> **TASK TO COMPLETE**
Please list each line in the data below that contains the word "swimming", and copy every such line in full.

----

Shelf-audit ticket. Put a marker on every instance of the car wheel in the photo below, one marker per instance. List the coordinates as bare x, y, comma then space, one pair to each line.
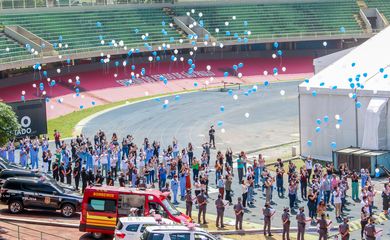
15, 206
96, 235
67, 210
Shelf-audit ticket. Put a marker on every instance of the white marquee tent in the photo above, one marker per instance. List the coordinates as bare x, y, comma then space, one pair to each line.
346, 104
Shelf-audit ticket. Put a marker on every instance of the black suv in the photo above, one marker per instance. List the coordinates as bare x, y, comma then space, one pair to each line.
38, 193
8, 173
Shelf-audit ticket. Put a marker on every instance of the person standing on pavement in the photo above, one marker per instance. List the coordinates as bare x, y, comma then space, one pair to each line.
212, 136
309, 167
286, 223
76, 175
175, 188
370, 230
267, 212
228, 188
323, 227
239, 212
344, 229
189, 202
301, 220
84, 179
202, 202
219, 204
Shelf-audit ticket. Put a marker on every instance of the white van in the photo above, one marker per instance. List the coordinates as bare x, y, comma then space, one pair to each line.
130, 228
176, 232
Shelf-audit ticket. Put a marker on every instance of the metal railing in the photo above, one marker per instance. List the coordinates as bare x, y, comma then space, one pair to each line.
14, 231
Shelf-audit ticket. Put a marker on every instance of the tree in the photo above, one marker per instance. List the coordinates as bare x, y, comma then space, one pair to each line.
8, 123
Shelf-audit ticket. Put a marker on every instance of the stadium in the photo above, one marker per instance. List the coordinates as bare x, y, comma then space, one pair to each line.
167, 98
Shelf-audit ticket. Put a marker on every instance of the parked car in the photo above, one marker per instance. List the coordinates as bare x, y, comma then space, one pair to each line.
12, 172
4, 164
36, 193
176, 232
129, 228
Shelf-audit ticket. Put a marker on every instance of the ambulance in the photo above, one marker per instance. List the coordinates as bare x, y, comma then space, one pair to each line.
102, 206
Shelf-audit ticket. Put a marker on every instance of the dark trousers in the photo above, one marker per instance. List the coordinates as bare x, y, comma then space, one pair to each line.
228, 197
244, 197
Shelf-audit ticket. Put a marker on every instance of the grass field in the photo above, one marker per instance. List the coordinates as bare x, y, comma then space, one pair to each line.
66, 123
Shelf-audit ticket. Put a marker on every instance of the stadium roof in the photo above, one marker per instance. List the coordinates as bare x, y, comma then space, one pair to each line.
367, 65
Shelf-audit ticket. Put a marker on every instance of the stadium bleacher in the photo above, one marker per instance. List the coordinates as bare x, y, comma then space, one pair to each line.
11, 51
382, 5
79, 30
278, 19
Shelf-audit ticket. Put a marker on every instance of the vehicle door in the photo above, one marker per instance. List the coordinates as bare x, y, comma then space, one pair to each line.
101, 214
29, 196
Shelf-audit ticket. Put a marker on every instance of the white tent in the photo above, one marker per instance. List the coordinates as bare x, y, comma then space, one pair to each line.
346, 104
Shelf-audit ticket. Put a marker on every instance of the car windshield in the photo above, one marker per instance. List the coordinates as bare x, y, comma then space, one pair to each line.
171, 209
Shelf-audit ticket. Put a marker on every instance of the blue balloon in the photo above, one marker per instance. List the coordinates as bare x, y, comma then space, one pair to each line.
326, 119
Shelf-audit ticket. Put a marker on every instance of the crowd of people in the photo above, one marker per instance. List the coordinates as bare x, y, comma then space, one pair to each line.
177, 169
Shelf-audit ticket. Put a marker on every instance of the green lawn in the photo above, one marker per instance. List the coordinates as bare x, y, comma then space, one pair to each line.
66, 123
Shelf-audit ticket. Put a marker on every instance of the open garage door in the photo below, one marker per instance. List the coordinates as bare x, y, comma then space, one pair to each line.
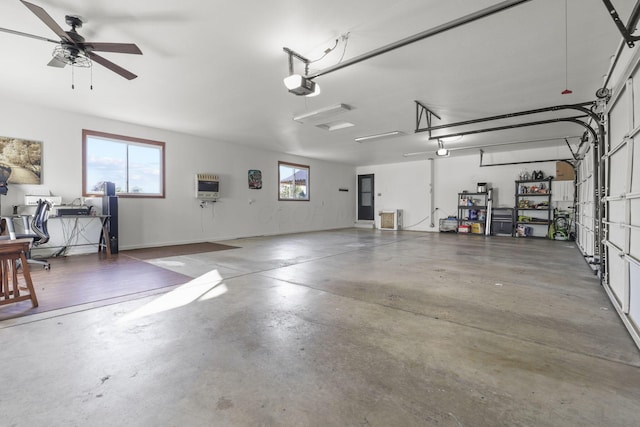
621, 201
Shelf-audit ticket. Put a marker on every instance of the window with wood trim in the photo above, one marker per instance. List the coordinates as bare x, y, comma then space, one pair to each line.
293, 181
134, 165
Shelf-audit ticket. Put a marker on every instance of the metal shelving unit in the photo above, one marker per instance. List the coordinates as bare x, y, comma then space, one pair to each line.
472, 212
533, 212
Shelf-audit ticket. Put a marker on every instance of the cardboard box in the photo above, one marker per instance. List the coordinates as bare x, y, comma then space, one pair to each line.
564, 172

----

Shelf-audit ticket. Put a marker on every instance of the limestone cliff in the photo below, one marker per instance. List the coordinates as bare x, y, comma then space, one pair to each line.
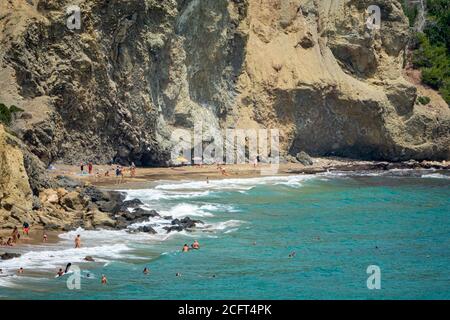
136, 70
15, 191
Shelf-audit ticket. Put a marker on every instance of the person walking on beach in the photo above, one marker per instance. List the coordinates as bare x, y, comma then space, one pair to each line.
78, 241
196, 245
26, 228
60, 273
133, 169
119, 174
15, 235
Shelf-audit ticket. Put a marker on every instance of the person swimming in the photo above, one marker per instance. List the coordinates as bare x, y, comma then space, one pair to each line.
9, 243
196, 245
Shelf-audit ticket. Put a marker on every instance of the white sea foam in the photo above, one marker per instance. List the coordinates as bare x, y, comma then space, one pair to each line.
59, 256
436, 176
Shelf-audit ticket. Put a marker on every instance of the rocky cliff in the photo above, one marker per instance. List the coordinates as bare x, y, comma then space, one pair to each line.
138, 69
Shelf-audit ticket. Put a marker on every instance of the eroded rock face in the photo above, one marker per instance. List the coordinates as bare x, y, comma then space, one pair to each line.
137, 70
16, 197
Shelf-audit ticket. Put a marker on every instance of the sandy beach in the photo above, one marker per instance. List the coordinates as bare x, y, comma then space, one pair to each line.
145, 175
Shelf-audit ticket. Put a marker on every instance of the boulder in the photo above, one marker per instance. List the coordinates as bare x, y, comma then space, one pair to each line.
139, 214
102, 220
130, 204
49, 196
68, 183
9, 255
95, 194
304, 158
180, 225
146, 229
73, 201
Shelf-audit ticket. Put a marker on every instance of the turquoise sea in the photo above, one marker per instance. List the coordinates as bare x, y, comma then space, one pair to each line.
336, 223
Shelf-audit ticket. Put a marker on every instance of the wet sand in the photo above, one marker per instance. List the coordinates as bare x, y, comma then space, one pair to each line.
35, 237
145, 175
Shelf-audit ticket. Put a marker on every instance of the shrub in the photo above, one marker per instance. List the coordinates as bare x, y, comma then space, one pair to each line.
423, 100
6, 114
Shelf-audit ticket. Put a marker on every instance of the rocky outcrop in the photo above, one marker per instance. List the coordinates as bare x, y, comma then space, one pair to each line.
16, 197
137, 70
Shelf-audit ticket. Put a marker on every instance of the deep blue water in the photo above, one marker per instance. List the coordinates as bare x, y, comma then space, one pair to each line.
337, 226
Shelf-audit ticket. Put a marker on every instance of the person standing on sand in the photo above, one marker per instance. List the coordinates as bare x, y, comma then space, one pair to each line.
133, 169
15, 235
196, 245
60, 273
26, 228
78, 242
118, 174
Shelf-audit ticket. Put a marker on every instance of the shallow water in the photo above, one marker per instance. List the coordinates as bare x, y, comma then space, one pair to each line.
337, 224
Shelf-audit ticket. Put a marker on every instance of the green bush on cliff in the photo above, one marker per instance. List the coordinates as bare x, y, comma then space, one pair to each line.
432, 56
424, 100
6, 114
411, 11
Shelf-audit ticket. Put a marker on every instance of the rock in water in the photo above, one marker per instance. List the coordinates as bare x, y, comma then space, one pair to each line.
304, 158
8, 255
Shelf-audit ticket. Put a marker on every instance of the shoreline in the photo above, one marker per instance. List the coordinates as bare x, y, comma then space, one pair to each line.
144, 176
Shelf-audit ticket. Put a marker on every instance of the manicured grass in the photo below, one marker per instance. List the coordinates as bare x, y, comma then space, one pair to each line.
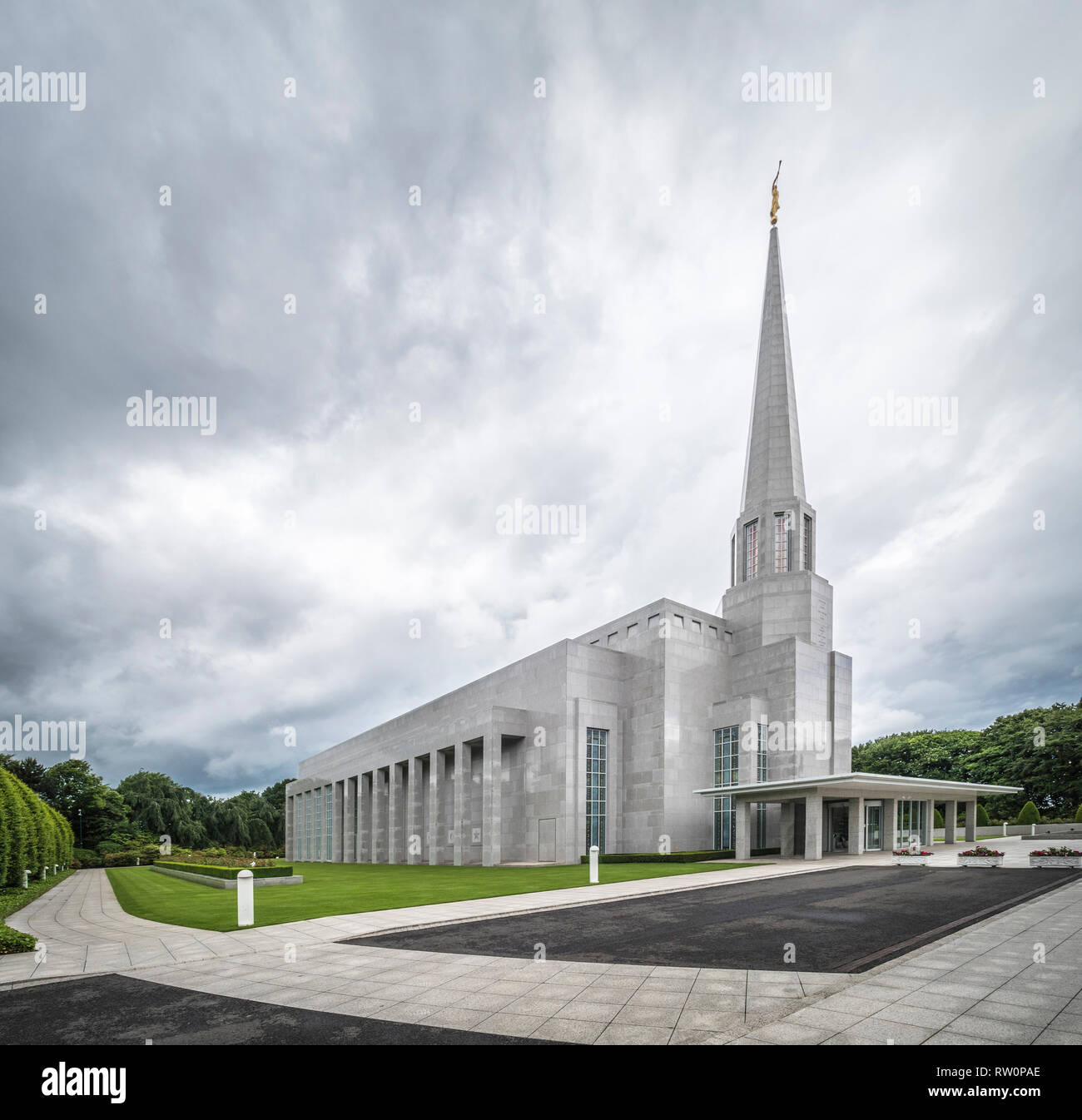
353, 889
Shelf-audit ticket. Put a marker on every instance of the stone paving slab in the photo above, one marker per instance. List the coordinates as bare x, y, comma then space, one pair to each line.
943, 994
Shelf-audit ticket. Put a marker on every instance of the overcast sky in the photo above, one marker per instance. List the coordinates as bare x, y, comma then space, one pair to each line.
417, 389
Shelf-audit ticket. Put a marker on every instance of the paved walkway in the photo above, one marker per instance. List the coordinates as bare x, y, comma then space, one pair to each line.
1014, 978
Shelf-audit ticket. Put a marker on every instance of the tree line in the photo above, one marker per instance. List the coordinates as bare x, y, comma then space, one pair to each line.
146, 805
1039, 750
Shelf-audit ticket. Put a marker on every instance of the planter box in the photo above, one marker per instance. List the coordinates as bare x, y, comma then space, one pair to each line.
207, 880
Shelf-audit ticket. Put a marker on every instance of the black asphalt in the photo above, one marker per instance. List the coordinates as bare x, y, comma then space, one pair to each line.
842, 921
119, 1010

----

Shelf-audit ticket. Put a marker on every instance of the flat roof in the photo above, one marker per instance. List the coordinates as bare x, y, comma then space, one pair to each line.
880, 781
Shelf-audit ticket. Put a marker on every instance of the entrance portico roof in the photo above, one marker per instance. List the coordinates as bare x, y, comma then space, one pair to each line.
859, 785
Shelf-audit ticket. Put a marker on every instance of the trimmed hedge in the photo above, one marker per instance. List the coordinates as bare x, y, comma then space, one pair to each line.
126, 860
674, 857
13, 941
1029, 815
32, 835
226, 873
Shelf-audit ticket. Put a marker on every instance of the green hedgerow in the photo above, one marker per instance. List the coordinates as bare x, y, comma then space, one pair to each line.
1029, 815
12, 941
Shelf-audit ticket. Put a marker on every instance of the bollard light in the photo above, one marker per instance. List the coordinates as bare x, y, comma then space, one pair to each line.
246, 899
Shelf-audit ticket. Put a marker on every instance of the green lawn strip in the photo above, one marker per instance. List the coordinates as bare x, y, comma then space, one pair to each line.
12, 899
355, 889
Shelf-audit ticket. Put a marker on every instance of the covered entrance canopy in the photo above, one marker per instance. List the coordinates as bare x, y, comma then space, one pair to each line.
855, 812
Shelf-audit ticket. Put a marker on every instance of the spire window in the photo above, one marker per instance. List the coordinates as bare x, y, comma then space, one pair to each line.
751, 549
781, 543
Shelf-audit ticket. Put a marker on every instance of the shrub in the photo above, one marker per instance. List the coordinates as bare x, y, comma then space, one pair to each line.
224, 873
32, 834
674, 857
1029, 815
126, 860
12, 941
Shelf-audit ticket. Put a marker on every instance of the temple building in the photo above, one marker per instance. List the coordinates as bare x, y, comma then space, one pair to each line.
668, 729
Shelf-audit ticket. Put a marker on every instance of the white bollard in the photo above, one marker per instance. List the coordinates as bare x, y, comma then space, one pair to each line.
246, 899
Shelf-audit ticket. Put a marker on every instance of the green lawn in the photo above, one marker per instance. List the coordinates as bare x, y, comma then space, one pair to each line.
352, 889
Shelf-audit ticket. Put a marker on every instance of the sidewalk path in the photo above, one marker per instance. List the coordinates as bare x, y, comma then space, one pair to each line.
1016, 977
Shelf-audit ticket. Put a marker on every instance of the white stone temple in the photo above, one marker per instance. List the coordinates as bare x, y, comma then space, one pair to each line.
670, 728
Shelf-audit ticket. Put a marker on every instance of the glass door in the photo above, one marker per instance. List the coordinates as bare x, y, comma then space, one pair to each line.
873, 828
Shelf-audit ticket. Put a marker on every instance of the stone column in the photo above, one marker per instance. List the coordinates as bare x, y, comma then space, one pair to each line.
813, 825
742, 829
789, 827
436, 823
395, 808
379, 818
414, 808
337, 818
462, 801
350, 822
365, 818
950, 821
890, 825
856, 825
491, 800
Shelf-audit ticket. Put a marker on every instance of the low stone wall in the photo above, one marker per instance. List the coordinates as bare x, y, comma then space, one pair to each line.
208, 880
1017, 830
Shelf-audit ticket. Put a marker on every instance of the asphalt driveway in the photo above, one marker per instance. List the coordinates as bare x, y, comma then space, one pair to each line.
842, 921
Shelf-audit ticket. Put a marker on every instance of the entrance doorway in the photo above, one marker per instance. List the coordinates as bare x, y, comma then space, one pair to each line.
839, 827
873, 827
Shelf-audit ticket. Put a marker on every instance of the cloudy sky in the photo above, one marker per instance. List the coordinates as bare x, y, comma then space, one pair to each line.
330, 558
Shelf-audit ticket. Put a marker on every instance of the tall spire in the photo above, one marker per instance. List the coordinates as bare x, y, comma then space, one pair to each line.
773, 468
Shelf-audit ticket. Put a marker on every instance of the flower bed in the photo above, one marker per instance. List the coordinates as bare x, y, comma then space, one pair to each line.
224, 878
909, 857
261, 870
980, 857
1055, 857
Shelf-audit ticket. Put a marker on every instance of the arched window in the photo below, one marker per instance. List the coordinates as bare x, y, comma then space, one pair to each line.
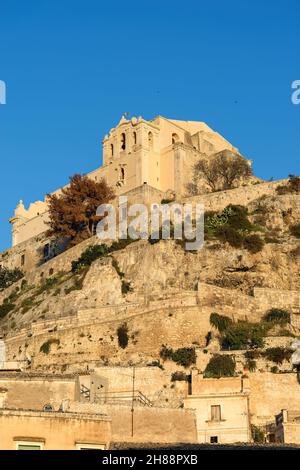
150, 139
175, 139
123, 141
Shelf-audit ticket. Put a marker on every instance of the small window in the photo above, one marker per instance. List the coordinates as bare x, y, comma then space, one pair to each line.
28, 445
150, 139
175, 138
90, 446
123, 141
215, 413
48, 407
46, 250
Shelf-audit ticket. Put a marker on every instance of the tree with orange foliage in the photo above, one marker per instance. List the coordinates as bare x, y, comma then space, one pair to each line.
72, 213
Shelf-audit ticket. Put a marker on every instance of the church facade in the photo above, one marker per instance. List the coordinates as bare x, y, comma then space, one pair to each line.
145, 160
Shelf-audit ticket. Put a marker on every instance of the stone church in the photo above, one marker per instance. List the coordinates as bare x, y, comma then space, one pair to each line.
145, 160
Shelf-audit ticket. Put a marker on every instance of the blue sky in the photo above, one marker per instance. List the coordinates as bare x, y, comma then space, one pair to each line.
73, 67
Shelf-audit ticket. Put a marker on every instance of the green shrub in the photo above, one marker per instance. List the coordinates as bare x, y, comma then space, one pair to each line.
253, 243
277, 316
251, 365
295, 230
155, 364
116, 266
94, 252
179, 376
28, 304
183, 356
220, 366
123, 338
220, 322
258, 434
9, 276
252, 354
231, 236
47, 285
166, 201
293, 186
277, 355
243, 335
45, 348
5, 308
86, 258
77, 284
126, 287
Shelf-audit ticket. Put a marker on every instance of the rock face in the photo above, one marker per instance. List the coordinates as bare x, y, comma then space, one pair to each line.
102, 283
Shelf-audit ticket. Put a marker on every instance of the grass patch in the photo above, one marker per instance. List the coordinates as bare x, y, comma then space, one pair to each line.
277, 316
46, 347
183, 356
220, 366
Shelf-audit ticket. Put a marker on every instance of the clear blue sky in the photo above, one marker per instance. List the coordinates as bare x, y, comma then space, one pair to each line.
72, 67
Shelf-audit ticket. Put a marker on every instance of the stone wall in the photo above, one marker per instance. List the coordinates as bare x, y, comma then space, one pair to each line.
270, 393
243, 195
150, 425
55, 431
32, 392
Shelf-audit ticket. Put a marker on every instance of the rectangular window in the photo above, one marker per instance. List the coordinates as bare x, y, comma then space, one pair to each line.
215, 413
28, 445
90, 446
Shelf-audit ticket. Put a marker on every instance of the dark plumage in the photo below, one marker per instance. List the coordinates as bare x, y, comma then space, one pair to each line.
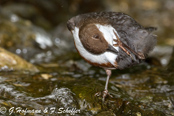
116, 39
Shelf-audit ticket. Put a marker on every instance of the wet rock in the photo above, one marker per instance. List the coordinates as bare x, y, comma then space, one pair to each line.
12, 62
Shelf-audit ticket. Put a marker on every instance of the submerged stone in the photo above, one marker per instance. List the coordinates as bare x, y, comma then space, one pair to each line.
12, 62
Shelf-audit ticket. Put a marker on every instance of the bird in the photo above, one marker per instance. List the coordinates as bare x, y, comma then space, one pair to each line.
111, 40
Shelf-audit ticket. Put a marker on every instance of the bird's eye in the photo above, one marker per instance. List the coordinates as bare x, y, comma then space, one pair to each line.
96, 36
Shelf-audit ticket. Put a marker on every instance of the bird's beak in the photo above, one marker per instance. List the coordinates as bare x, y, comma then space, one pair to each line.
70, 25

----

> **THE ANSWER**
Shelf-audit ticket. Put a marker on every instance of the person swimming in the photo above, one marker per instance. List the coordinates as bare x, y, comma then space, one pair to each line.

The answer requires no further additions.